▸ **Task directions**
Please print each record exactly, omitting none of them.

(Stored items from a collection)
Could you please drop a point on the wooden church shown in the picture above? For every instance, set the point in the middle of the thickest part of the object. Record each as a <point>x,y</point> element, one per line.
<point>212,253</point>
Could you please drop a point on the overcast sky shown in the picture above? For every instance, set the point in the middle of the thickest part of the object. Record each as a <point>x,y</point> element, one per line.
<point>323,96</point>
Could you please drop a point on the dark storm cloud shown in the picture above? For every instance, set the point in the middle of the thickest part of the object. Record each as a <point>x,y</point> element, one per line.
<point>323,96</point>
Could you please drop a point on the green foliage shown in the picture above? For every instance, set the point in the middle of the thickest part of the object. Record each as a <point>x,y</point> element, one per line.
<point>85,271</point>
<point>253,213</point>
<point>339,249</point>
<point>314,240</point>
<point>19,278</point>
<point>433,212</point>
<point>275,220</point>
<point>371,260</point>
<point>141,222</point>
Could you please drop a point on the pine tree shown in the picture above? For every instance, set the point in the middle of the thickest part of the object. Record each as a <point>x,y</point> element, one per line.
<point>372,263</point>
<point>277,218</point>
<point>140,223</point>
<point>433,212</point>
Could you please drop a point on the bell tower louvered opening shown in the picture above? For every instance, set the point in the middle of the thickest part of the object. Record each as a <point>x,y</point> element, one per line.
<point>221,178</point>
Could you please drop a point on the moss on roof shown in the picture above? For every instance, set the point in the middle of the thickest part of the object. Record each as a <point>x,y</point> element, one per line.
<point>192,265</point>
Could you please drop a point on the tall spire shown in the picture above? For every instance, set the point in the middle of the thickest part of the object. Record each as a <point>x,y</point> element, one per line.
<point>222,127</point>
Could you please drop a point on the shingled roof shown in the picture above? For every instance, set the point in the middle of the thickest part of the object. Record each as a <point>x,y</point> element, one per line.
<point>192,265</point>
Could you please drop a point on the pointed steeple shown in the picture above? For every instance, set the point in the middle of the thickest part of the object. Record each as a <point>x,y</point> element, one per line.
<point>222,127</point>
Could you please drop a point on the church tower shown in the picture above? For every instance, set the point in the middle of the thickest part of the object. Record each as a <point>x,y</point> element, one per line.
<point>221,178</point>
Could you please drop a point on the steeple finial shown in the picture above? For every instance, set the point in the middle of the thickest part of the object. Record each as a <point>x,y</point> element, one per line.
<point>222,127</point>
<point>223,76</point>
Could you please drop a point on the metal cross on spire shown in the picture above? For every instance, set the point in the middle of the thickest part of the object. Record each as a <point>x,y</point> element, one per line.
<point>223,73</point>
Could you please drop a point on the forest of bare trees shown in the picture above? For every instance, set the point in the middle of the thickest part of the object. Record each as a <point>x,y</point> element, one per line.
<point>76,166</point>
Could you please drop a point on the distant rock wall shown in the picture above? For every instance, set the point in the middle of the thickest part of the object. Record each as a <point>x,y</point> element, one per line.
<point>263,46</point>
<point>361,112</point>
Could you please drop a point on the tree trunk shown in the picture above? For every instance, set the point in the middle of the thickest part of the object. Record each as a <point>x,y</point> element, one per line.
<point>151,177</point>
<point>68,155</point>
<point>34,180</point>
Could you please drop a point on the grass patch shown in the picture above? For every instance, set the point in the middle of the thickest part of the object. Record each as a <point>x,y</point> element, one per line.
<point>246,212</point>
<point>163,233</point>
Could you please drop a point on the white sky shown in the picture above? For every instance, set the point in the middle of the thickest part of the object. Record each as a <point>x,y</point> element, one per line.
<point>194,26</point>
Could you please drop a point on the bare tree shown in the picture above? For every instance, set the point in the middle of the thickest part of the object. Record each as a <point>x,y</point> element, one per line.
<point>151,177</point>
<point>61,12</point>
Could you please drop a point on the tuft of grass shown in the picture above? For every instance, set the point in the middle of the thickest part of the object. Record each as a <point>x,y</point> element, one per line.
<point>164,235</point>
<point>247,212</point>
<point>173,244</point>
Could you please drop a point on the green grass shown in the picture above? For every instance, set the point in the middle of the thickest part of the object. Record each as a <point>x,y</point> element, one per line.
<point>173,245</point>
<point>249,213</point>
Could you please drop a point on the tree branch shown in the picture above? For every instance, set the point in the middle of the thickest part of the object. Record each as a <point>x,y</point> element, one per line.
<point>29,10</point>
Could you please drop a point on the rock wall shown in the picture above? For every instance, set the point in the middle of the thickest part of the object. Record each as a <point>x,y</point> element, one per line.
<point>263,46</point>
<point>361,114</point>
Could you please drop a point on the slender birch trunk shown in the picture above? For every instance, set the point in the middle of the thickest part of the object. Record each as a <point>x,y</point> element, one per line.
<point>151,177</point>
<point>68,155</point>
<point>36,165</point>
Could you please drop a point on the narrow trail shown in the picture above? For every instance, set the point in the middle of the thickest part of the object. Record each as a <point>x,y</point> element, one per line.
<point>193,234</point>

▸ **Result for this task**
Could you please drop a point on the wooden church shown in the picture above? For every instance, set the point in the middle of the thickest part of the object. Record each as a <point>x,y</point> element, one per line.
<point>212,253</point>
Could you please drop a point on the overcast sky shown in the picture above? For every instance, set the point in the middle of the thickest part of the object. Record each as a <point>x,y</point> element, one per line.
<point>323,96</point>
Could you please drop a point on the dark storm cloud shown in the picture above? For every instance, set the point in the middle of the thickest part of the object. Record each as a <point>x,y</point> element, one per line.
<point>323,96</point>
Could you please drop a point on the green foliage shown in the picture above? For every instance, set the point in the middle of the thickest part of the object. Record each as a <point>x,y</point> element, one per line.
<point>85,271</point>
<point>253,213</point>
<point>339,249</point>
<point>314,240</point>
<point>19,278</point>
<point>433,212</point>
<point>275,220</point>
<point>371,260</point>
<point>141,222</point>
Could you please drop a point on the pine tree shown in the picture above? For every instance, set the point in the middle of the thickest part of the object. Record each as a <point>x,y</point> element, one per line.
<point>372,263</point>
<point>277,218</point>
<point>140,223</point>
<point>433,212</point>
Could you please drop a point on the bell tower louvered opening shown in the picture above? For every instance, set the point in the middle of the thickest part of the object. Record each as a <point>x,y</point> element, one per line.
<point>221,178</point>
Could you please drop a point on the moss on roof shown in the picture above? For every instance, set the point in the middle of the thickest part of the object. Record each as a <point>x,y</point> element, one per line.
<point>192,265</point>
Could you please drop a point on the tall spire shown in the picture above? For every instance, set the point in the middle of the thickest part of the object. Record each as a <point>x,y</point> element, one per line.
<point>222,127</point>
Could you please drop a point on the shingled roof shown in the picture above? For every instance, set the point in the middle of the thickest part of the object. Record each as a <point>x,y</point> element, one per line.
<point>192,265</point>
Could you please drop a point on the pointed steeple shown in the picture above? For every instance, set the point in the middle of the thickest part of the object. Record each as a <point>x,y</point> element, one per line.
<point>222,127</point>
Could you please drop a point on the church tower shown in the picture above? For every instance, set the point in the middle of the thickest part of the object. Record each as a <point>x,y</point> element, one per line.
<point>221,178</point>
Could you please drop a point on the steeple finial shown in the picture above? For every instance, set the point in the middle of the thickest part of the object. Record each as a <point>x,y</point> element, one per line.
<point>222,127</point>
<point>223,76</point>
Could you please drop a point on the metal cross on spire shown in the picture above? For every instance, set the point in the middle of the thickest part of the object. Record each as a <point>x,y</point> element, one per line.
<point>223,73</point>
Could you please drop a point on the forest of bare trees shown in the picture above? For every instance, set the point in the middle of the thickest part of the object. Record each as a <point>x,y</point> element, one per line.
<point>76,166</point>
Could you please drop a point on the distant rock wall shown in the picture above? For every instance, set the point in the middle of the thickest part of the object. Record each as a <point>x,y</point> element, one per line.
<point>263,46</point>
<point>361,112</point>
Could you please drop a point on the tree trunk shown in the picture above? For every instance, set the point in the middle of the thickest part of the object. Record each as a <point>x,y</point> element, one per line.
<point>151,177</point>
<point>68,155</point>
<point>34,180</point>
Could you please drop a point on the grass patch shown in the picture above? For every instance, set the point in the middle of the thickest part of the object. Record each as a <point>x,y</point> element, one per line.
<point>246,212</point>
<point>163,233</point>
Could you please drop a point on the white sky shown in the picture above? For every instance, set the point in the middle of the thickest part of the object. Record each as a <point>x,y</point> element, one per line.
<point>194,26</point>
Could you please drop a point on the bare tree shown in the picture above? For every instance, set the point in the middle of the thickest part of the object. Record each as a <point>x,y</point> element, one per line.
<point>151,177</point>
<point>61,12</point>
Could you please drop a point on the tuft of grass shown in the picture above? For every instance, set the point in the middle of the thickest part of the object. Record each as a <point>x,y</point> element, one per line.
<point>164,235</point>
<point>247,212</point>
<point>173,244</point>
Could you please drop a point on the green grass shown in the picture above? For every instance, set the point in the middle of the thickest part of the object. Record each as a <point>x,y</point> element, one per line.
<point>173,245</point>
<point>249,213</point>
Could you please drop a point on the tree branch shown in the picture above? For every instance, set the point in the middle of the thickest part of the object. Record each as a <point>x,y</point> element, one per line.
<point>29,10</point>
Could you please drop a point on the rock wall shown in the picture above? For every instance, set the point in the middle of the thickest part of the object. Record each as a <point>x,y</point> element, one per line.
<point>263,46</point>
<point>361,114</point>
Could you please drop a point on the slender birch trunk shown in the picture above? For every instance, set the point in the middle of the thickest part of the object. Record each as a <point>x,y</point> element, one per line.
<point>151,177</point>
<point>68,155</point>
<point>36,165</point>
Could you please drop a point on the narrow trail shown in the picture above? For every instance, set the point in the middle of the thickest part of the object. Record each as a <point>x,y</point> element, one per line.
<point>193,234</point>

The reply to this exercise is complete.